[BEGIN Article]

7 Speaker identification

Noisy speech enhancement has been studied to offer robustness to speaker identification systems [53]. In order to evaluate the DNN_P and the baseline methods for improving the accuracy of identification in nonstationary noisy conditions, speaker identification experiments are performed. In general, a speaker identification system consists of training and testing phase [54]. The system extracts sets of speech features during the training phase and generates models for speakers. During testing phase, the speech features are obtained from the test speech utterances and compared to the generated models of speakers. The key objective of the speaker identification task is to identify the test utterance of the enrolled speakers. It is shown in the literature that speaker identification systems based on the Mel-frequency cepstral coefficients (MFCC) features and the Gaussian mixture speaker model (GMM) are commonly used because of high recognition accuracies for clean speech utterances [55]. However, their performance can be severely degraded when the test speech signals are corrupted by the acoustic noises [56]. During experiments described here, DNN_P based speech enhancement is applied to provide noise robustness to the speaker identification system. The MFCC feature vectors are extracted from the enhanced versions of the noisy speech utterances.

[END Article]
[BEGIN Listing]

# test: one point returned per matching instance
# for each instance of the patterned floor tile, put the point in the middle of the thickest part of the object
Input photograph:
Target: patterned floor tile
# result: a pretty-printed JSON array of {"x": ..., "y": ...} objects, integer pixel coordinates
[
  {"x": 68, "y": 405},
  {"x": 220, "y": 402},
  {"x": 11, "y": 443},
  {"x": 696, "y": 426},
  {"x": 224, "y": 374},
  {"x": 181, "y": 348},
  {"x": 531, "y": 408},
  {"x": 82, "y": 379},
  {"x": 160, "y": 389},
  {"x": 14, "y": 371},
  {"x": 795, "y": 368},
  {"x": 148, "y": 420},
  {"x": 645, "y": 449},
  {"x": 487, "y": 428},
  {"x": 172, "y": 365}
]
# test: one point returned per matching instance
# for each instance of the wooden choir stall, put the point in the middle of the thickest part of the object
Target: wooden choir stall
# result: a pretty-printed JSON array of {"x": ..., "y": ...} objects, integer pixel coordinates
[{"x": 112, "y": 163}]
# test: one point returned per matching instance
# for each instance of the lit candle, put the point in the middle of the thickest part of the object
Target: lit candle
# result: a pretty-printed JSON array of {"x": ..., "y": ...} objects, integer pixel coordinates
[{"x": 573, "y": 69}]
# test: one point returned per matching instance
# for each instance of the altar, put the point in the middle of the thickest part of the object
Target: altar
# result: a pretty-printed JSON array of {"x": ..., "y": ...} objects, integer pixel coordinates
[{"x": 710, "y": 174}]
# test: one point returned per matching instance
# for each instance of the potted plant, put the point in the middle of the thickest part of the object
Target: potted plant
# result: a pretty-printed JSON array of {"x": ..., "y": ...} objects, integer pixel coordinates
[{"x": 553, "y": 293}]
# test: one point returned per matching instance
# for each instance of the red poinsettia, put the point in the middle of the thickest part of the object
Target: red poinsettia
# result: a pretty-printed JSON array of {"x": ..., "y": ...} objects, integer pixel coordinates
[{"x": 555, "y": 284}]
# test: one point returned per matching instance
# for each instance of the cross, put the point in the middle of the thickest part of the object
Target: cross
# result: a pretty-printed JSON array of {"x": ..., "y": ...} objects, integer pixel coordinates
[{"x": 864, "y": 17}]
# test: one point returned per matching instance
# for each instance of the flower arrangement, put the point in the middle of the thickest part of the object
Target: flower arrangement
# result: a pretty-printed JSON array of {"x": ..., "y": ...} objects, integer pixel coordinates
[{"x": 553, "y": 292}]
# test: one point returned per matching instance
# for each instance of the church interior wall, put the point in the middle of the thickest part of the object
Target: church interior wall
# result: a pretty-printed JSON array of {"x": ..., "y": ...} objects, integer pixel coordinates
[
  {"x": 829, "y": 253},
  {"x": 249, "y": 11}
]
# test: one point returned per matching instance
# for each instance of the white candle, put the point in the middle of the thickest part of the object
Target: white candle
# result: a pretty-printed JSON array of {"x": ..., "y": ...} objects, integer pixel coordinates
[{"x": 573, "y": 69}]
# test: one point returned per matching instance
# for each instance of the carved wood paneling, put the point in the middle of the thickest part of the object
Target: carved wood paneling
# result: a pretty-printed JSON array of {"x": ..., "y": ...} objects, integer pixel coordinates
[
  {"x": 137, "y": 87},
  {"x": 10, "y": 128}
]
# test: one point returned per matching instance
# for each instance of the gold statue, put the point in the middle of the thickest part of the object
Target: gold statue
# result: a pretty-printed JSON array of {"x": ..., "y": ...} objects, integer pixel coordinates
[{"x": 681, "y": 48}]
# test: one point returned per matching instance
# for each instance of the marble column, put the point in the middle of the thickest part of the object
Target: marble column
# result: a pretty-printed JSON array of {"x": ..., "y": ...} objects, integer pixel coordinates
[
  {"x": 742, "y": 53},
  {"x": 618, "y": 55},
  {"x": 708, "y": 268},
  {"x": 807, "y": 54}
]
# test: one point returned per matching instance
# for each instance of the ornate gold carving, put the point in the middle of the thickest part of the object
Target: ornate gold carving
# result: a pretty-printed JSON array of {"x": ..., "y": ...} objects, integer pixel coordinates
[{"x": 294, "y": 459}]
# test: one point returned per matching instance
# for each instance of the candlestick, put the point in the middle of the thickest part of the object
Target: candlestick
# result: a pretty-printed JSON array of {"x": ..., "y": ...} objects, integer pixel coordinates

[END Listing]

* _Directions_: Carry on the passage about speaker identification in noisy speech from the point where it stops. These entries come from a separate source.

* _Result_:
7.1 MFCC extraction

Following the acquisition and pre-processing, the speech utterances are divided into short-time overlapping frames. The FFT is then applied to all speech frames and the spectral envelopes are acquired using Mel-scaled bandpass filters. The frequencies in Mel-scale (f_MEL) are correlated to the frequencies in the linear scale (f_Hz), given by equation as: $f_{MEL} = 1127 log (1 + \frac{f_{Hz}}{700})$ (13)

The Mel-scale is frequently used in speaker identification system due to its excellent illustration of the human auditory system. Consider K numbers of filters in Mel-frequency filterbank [64] and E_K log-energy output of the Kth filter, the MFCC coefficients are computed as:

$\begin{matrix} {MFCC}_{j} = \sum_{k} = 1^{K} E_{K} \cos [j (k - \frac{1}{2}) \frac{π}{N}], \\ j = 1, 2, 3, . ., M \end{matrix}$ (14)

M is number of cepstrum coefficients. We have selected K = 26 for MFCC extraction as adopted in literature [54, 57].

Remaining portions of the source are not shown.